▸ HOW TO COMPLETE THIS TASK
Each of the lines below must be retyped character for character.

--- DATA EXTRACTS ---

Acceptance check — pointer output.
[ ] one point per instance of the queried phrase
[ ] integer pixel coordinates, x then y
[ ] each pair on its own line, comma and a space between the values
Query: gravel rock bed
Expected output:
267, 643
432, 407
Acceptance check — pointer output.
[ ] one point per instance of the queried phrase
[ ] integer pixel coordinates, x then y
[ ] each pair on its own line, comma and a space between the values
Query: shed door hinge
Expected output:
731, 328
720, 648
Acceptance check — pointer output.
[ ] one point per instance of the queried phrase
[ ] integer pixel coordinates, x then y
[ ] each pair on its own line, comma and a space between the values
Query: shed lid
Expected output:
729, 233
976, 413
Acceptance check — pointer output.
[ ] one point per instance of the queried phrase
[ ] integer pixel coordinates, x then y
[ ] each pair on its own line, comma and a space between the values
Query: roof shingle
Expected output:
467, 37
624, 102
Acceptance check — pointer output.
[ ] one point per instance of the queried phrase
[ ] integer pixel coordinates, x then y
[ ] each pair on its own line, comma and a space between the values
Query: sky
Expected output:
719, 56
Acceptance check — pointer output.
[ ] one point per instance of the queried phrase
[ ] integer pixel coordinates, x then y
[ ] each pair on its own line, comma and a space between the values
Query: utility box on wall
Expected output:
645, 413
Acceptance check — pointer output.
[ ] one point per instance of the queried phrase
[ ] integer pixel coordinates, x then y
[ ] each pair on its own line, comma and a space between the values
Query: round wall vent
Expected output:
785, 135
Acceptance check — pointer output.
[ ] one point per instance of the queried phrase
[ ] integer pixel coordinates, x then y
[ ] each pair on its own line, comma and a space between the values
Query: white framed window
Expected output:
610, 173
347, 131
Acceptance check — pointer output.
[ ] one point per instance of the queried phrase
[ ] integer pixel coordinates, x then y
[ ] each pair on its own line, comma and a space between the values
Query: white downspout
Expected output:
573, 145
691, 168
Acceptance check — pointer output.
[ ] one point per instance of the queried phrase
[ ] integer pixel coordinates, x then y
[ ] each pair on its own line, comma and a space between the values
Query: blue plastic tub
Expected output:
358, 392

---

▸ ANSWER BOX
Acceptance check — pointer output.
[ ] one point per instance of the queried phrase
[ ] integer pixel coordinates, x then y
[ ] each pair on its own line, comma and a space between the values
Query: gravel rock bed
Expected output:
267, 643
432, 407
Acceptance check — pointer output.
[ ] one point per instance of the queried phrase
[ ] integer pixel coordinates, x then y
[ ] each pair on its own line, comma and a space between the values
Query: shed door hinge
Expected output:
731, 328
720, 648
Acceptance check — pointer output.
[ ] one point per instance of the queried phrase
[ ] integer pixel coordinates, x then y
[ ] each pair on its own line, comma and a space between the values
Query: shed lid
Expected output:
729, 233
976, 413
Acceptance check — pointer output.
[ ] one point per instance of the queried phrase
[ ] integer pixel coordinates, x then y
[ ] each pair on its own line, comma and a space between the values
Query: roof shingle
Expected output:
467, 37
624, 102
Acceptance check — pointer output.
[ ] one point per instance of the queried phrase
[ ] integer pixel coordinates, x then y
[ ] each pair on its own line, comma and a space between the values
Query: sky
Expected output:
719, 56
Acceptance check — pointer output.
[ ] one point per instance of the queried phrase
[ ] integer pixel coordinates, x then y
[ ] each pair on its own line, comma and a space between the values
Query: utility box on wall
Expected output:
645, 413
Acceptance check — pointer output.
[ ] one point per instance of the queried phrase
[ ] integer pixel coordinates, x then y
[ ] each pair on its own line, comma and a space between the values
Query: round wall vent
Expected output:
785, 135
Acceptance check — pointer output.
[ ] one point per instance of the queried phrase
[ ] integer pixel coordinates, x then y
[ ] each pair on its own line, comma and a space between the values
Query: white framed window
Expected output:
610, 173
347, 131
Acceptance check — pointer output.
[ ] one point per instance of the queried phrase
[ ] integer pixel coordinates, x then y
[ ] each pair on its own line, comma and a space between the values
Query: white downspout
Expected output:
573, 145
691, 168
Acceptance check — pointer output.
[ ] one point per instance of the queried phrase
[ ] integer pixel coordinates, x then y
[ ] each pair on its own line, comma and a space between the values
Query: blue plastic tub
Expected output:
358, 392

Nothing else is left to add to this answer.